** start Source passage **

Barry O'Reilly: So learning new stuff, while it is hard, is not the limiting factor. It's actually unlearning your existing behavior and letting go of things that made you successful in the past to sort of relearn and adopt new behaviors to make you successful in the future. And I think that was the thing that really stood out to me from doing a lot of this work. And that was really the inspiration for writing unlearn. And it's really just packed with case studies and stories of different companies I've been working with and going through this process with. And also my own experience of what I had to go through and learn and unlearn to get this sort of breakthroughs. I'm constantly sort of looking for and it's kind of fun 'cause it's reignited my curiosity in what I do. And hopefully it will maintain it for many years to come as well.

Holly Hester-Reilly: Yeah, that's great. I think the idea that it's taking this mindset of unlearning and realizing what may have worked in the past, but you need to let go now has actually impacted just your personal experience and helped you be reinvigorated by your work. I think just that alone is a really exciting thing because there's so many people out there that kind of reach a point and then they're like well, I feel like I know this and I'm not excited anymore. So can they use that to become excited again?

** end Source passage **
** start Extracted data **

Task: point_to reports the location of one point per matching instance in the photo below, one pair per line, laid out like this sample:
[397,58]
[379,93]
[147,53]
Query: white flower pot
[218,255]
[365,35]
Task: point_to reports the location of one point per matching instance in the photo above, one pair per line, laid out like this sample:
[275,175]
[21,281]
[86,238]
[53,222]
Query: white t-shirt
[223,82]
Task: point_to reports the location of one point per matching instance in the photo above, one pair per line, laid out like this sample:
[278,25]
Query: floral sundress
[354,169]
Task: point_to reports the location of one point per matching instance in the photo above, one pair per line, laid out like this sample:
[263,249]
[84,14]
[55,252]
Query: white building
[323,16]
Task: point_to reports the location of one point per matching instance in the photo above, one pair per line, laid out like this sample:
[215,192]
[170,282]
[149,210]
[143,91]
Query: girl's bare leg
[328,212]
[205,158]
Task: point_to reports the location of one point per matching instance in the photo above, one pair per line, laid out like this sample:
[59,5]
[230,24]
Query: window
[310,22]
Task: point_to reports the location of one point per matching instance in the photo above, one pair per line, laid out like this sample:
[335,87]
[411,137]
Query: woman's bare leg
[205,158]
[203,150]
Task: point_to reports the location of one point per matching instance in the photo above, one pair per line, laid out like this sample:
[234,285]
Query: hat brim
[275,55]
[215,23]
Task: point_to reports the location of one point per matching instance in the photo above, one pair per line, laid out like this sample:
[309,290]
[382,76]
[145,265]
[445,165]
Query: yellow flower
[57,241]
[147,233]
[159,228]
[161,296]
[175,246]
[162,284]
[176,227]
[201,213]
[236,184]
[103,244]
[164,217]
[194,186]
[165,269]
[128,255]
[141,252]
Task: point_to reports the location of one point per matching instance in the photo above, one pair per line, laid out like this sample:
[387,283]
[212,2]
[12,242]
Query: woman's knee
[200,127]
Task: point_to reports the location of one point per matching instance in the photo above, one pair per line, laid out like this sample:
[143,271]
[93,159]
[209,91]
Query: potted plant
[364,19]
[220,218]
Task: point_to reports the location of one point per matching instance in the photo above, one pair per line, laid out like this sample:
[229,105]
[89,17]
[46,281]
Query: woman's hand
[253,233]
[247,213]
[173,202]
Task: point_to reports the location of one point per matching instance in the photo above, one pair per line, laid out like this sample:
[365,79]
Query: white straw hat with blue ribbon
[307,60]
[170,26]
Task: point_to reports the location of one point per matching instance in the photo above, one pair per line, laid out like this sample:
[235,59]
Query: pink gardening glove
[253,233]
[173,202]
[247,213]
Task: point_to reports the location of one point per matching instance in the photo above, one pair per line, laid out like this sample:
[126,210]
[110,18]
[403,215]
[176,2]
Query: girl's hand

** end Extracted data **

:: Set task A ::
In the interview passage on unlearning, rewrite the part from "Holly Hester-Reilly: Yeah, that's" up to and including "become excited again?", replacing "reinvigorated" with "energized".
:: Set task B ::
According to the interview passage, what does Barry O'Reilly say his book on unlearning contains? List each item.

:: Expected output A ::
Holly Hester-Reilly: Yeah, that's great. I think the idea that it's taking this mindset of unlearning and realizing what may have worked in the past, but you need to let go now has actually impacted just your personal experience and helped you be energized by your work. I think just that alone is a really exciting thing because there's so many people out there that kind of reach a point and then they're like well, I feel like I know this and I'm not excited anymore. So can they use that to become excited again?

:: Expected output B ::
- Case studies
- Stories of different companies he has been working with and going through this process with
- His own experience of what he had to go through and learn and unlearn to get these breakthroughs